» **SOURCE**:
--- Start ---
In regards to the first application which was as already
indicated,
dismissed by Mabaso AJ, in the absence of a replying affidavit, it
can be accepted that that application was dismissed
as the review
application relied upon had lapsed.
[8] It
is trite that to the extent that a stay of execution of the writ is
sought pending a review application, there must be a proper review
application before the Court. In this case, the review application
under case number JR567/2018 which the applicant seeks to rely on was
delivered on 12 April 2018. There is a dispute
as to
whether that application was served on the third respondent or not.
Be that as it may, a record of arbitration proceedings
was filed and
served belatedly on 27 August 2019.
[9] The
status of that review application is such that it remains deemed to
have lapsed. This Court can only determine disputes in motion
proceedings on the basis of what is pleaded. Thus, if what is pleaded
does not sustain the right to the relief that is sought, the
application ought to be dismissed. Given the status of the
applicant’s
review application, the applicant in its Notice of
Motion seeks an order staying the execution of the writ. Nothing is
said in
that Notice of Motion about any pending application to
reinstate or revive the review application to the extent that interim
relief
is sought, nor is there anything said in regards to the
reasons the transcribed record of arbitration proceedings was filed
belatedly,
and the basis upon which condonation in that regard should
or would be granted.
--- End ---
» **WHAT THIS TASK INVOLVES**: Echo word for word the part of the text on the stay of execution that starts with "In regards to the first" and goes on through "upon had lapsed.".

[Segmentation dataset records]
--- Start ---
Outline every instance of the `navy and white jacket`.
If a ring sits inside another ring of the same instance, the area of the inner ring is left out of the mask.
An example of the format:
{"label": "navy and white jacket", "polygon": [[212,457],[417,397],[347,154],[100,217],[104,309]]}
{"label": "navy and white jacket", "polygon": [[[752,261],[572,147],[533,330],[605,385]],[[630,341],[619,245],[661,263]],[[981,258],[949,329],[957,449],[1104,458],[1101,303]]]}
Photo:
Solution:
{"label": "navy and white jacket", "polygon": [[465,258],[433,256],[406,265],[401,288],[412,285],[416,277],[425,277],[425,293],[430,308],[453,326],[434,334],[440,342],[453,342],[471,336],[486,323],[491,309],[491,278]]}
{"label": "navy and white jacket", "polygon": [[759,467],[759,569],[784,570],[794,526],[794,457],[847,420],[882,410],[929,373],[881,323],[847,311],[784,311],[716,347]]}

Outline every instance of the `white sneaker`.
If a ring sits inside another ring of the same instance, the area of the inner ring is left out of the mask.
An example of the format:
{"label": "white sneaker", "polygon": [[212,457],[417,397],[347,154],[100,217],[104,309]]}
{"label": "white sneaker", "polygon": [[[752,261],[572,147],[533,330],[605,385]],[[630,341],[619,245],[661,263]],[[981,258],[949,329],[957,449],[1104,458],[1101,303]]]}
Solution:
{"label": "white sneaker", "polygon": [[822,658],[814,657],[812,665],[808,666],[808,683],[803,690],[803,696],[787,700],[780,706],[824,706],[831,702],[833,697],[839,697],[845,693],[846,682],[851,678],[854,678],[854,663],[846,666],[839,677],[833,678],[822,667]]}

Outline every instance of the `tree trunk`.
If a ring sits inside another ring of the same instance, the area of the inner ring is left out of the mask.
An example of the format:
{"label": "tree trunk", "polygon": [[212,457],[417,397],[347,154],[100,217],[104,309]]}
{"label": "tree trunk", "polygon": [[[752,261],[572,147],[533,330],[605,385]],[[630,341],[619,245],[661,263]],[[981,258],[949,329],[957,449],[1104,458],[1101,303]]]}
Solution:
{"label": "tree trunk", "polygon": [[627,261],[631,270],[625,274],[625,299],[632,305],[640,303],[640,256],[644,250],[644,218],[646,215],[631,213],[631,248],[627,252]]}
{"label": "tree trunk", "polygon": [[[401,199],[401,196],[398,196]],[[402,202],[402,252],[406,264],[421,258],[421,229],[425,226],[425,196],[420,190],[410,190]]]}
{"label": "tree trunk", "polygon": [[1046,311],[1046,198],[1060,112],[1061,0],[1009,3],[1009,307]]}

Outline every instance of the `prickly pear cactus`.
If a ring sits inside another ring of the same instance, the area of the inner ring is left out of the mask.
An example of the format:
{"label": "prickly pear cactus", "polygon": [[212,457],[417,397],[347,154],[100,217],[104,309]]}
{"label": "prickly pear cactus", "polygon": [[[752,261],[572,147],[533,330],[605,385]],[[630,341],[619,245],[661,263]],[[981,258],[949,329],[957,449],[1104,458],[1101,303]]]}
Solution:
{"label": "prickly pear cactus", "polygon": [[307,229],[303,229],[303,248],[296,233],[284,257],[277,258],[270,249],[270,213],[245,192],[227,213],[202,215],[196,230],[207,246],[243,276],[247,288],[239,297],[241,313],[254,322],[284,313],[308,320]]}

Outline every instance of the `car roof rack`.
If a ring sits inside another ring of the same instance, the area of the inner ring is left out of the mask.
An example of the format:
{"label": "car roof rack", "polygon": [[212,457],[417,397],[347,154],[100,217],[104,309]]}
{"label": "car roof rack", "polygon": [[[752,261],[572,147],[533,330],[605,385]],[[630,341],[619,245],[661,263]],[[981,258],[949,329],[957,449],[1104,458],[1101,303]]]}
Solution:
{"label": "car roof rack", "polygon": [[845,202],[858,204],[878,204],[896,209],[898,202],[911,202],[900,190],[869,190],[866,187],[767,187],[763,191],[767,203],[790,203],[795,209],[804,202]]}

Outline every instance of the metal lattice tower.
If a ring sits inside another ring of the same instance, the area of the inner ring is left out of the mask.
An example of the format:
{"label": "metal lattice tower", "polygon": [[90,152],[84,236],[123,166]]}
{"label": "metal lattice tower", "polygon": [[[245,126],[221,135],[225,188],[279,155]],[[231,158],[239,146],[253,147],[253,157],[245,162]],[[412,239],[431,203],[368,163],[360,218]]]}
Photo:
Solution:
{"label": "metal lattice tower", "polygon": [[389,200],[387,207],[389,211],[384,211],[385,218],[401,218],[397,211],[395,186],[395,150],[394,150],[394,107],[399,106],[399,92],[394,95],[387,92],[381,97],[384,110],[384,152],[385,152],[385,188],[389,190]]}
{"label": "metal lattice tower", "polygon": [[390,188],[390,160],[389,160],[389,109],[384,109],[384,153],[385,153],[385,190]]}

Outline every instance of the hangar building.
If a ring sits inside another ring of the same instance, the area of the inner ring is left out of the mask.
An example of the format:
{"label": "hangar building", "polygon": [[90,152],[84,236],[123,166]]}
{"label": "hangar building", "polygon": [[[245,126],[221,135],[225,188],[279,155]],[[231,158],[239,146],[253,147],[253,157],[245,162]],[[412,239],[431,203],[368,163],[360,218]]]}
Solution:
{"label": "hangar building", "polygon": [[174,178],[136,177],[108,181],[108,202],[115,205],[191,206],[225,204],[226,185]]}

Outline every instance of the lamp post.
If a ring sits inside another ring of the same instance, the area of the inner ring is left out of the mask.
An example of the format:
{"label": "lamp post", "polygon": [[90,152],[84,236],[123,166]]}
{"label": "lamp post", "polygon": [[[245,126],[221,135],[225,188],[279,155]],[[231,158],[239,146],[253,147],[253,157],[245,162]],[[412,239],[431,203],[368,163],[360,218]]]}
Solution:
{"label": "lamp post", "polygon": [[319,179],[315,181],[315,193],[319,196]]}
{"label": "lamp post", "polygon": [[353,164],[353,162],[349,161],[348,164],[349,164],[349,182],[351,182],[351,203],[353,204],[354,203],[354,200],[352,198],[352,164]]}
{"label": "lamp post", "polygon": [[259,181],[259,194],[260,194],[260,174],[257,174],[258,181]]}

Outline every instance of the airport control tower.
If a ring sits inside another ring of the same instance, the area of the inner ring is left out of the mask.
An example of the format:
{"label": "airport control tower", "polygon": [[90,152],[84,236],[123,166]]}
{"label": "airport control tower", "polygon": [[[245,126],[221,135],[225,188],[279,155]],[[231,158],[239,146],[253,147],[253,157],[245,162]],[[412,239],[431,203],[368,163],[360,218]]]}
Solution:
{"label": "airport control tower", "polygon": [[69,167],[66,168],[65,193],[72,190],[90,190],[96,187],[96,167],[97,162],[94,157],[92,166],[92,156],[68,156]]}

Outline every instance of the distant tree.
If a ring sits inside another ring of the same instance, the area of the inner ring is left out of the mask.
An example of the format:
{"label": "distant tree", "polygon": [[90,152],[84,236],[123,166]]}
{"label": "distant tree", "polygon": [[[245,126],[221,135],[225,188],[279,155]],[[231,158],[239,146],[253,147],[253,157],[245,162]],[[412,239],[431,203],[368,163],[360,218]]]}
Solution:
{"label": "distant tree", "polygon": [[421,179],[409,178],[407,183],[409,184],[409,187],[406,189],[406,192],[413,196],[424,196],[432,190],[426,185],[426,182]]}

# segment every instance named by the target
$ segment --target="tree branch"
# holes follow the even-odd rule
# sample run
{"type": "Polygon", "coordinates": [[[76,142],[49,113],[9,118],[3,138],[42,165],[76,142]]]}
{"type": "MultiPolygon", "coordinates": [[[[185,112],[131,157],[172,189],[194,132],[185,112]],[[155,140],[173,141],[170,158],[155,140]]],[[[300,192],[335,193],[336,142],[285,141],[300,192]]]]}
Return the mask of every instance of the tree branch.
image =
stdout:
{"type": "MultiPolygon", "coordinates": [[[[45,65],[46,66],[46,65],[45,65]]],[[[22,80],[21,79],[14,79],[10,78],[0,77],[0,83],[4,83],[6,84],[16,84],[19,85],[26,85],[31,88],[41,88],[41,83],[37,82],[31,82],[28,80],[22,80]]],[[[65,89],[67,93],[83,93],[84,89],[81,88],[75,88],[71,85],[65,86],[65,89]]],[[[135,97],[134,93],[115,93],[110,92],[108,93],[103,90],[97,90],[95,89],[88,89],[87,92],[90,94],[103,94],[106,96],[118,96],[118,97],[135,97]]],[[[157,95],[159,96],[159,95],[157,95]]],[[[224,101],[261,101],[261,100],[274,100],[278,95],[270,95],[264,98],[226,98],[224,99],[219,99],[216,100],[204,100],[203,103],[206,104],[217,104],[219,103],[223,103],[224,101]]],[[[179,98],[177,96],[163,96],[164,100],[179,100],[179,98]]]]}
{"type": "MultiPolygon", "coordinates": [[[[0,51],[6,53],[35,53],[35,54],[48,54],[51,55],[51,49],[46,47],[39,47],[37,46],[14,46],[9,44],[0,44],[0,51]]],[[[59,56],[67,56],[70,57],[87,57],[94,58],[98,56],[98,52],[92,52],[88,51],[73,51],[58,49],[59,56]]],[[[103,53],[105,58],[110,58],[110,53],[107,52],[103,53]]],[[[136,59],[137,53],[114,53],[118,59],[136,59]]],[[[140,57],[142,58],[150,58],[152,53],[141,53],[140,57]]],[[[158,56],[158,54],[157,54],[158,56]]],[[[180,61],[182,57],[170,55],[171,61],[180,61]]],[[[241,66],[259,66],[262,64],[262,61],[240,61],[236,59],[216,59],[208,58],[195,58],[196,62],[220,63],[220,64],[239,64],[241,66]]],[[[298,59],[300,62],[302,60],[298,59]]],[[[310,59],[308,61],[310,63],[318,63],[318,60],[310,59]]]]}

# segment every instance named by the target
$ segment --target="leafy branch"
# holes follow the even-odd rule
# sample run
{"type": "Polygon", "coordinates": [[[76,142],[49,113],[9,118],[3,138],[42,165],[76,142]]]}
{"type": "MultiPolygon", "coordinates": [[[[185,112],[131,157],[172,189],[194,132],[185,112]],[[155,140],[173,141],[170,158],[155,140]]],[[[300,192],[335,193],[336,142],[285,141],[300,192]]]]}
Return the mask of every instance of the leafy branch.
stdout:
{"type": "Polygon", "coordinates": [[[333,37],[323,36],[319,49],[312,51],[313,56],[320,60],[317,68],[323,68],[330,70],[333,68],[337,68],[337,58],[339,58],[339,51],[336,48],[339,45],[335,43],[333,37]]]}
--- End ---
» **RIGHT ANSWER**:
In regards to the first application which was as already
indicated,
dismissed by Mabaso AJ, in the absence of a replying affidavit, it
can be accepted that that application was dismissed
as the review
application relied upon had lapsed.